* About this exercise *
Exactly those lines that run from the one containing "Practice step: find the white bowl" through the last line of the entries below should be printed, and no others.

[Opening Supplied data section]

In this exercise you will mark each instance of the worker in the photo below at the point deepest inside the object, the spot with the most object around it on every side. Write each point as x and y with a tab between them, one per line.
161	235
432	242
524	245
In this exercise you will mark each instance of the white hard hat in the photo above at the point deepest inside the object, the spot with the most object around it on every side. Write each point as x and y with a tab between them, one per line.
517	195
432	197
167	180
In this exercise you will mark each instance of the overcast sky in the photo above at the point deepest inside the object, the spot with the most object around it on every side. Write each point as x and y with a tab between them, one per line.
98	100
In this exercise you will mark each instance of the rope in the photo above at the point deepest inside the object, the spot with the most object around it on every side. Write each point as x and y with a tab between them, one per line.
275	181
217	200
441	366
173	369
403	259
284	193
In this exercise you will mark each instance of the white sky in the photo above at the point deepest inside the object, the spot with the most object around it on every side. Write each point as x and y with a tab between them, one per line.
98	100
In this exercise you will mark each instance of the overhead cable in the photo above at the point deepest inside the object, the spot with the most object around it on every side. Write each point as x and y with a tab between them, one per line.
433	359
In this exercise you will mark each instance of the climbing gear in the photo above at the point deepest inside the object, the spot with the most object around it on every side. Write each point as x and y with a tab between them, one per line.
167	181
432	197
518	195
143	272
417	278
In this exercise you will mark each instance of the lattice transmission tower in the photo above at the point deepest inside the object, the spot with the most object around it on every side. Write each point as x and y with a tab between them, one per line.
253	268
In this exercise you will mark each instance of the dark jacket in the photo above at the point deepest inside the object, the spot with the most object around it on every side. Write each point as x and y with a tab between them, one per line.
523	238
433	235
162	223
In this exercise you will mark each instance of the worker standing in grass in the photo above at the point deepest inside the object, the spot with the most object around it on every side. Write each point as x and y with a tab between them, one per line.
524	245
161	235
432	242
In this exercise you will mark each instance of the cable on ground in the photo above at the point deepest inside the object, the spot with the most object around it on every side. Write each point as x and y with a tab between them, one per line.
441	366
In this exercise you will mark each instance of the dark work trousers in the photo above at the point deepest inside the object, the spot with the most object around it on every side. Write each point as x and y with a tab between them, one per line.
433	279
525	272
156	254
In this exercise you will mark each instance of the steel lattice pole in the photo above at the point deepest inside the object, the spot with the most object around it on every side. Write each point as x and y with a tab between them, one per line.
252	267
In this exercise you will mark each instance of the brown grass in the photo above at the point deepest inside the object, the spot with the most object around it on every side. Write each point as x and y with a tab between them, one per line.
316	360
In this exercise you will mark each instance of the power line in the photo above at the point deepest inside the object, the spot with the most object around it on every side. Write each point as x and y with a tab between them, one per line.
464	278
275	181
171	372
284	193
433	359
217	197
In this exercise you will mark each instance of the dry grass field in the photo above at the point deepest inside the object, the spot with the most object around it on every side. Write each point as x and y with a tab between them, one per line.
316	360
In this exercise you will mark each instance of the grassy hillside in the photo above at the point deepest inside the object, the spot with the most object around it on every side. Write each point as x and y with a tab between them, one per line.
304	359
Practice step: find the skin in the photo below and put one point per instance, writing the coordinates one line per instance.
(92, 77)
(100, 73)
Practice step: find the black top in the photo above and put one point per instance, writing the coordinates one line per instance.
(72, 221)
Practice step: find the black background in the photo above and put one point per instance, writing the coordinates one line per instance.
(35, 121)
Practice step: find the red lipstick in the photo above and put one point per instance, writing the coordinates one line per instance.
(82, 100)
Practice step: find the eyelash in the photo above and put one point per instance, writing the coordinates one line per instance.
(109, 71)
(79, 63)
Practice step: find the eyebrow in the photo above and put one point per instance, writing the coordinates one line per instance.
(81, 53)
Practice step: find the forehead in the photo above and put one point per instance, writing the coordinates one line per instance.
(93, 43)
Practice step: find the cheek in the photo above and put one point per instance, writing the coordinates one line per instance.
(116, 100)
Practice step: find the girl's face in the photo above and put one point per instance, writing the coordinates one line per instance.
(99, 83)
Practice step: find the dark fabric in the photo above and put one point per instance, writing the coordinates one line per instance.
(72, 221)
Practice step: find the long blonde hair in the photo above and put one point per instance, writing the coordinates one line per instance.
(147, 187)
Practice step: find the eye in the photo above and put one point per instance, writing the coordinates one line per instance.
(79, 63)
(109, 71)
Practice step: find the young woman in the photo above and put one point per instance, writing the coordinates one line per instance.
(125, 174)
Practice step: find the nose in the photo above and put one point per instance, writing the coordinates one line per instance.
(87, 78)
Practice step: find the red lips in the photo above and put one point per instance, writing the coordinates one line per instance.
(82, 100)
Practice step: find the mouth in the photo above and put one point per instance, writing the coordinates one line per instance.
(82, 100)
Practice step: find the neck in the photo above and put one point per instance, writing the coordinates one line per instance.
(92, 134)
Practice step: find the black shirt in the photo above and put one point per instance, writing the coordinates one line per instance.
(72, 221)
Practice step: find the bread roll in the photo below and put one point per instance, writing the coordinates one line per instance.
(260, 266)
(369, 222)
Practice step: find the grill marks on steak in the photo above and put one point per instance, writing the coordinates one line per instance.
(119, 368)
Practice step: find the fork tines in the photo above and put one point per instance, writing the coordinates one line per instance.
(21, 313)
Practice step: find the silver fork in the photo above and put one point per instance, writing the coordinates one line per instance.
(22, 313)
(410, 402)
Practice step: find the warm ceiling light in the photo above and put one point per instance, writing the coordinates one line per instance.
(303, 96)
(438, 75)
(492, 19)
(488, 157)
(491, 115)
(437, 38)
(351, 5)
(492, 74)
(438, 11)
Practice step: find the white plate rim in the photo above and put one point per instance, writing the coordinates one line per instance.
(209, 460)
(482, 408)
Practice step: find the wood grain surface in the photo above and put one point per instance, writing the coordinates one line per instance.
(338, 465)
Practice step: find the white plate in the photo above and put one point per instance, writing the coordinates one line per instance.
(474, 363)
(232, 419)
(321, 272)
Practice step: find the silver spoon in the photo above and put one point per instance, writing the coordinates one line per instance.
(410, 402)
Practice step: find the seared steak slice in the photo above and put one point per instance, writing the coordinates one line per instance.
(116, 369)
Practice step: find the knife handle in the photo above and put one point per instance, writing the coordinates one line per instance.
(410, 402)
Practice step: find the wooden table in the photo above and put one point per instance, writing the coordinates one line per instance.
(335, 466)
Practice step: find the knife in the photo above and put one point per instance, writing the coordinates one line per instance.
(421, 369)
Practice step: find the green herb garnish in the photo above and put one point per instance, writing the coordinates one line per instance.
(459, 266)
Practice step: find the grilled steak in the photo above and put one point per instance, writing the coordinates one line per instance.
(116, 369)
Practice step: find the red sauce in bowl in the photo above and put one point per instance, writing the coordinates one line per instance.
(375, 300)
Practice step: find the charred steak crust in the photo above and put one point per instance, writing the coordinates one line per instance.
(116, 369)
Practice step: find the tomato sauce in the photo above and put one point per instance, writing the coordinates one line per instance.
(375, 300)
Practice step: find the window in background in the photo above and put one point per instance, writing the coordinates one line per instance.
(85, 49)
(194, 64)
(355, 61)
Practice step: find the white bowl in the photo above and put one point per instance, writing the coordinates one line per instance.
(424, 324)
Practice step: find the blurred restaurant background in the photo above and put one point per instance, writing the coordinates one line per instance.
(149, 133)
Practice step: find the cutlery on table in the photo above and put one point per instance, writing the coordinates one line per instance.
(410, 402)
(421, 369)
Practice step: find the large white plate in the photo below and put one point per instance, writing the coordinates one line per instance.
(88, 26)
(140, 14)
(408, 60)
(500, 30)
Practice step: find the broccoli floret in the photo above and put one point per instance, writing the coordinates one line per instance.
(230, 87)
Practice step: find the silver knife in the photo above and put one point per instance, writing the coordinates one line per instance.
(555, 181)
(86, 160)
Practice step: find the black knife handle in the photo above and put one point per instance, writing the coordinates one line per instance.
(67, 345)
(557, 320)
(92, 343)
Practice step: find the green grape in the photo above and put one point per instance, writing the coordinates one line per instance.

[Closing Supplied data section]

* Answer to the problem *
Practice step: find the white bowl in the photo above and put one point per instance, writing the coordinates one line per instance.
(424, 324)
Practice step: find the blurred restaurant background in the photo above and put one point per instance, writing the coordinates one line per instance.
(149, 133)
Practice step: find the cutlery on table in the photo above and put one point per instance, writing the coordinates one line per instance.
(410, 402)
(421, 369)
Practice step: find the large white plate in the photo below and put one point per instance, writing the coordinates one line per instance.
(88, 26)
(140, 14)
(408, 60)
(500, 30)
Practice step: find the broccoli floret in the photo above and put one point per instance, writing the coordinates one line per instance.
(230, 87)
Practice step: find the silver knife in the photo above and put one point per instance, writing the coordinates one line per instance.
(555, 181)
(86, 160)
Practice step: find the black knife handle in the photo above and put one point per instance, writing the coordinates one line per instance.
(67, 345)
(557, 320)
(92, 343)
Practice step: find the green grape in the photo above and put one point per instance, writing the coordinates one line per instance.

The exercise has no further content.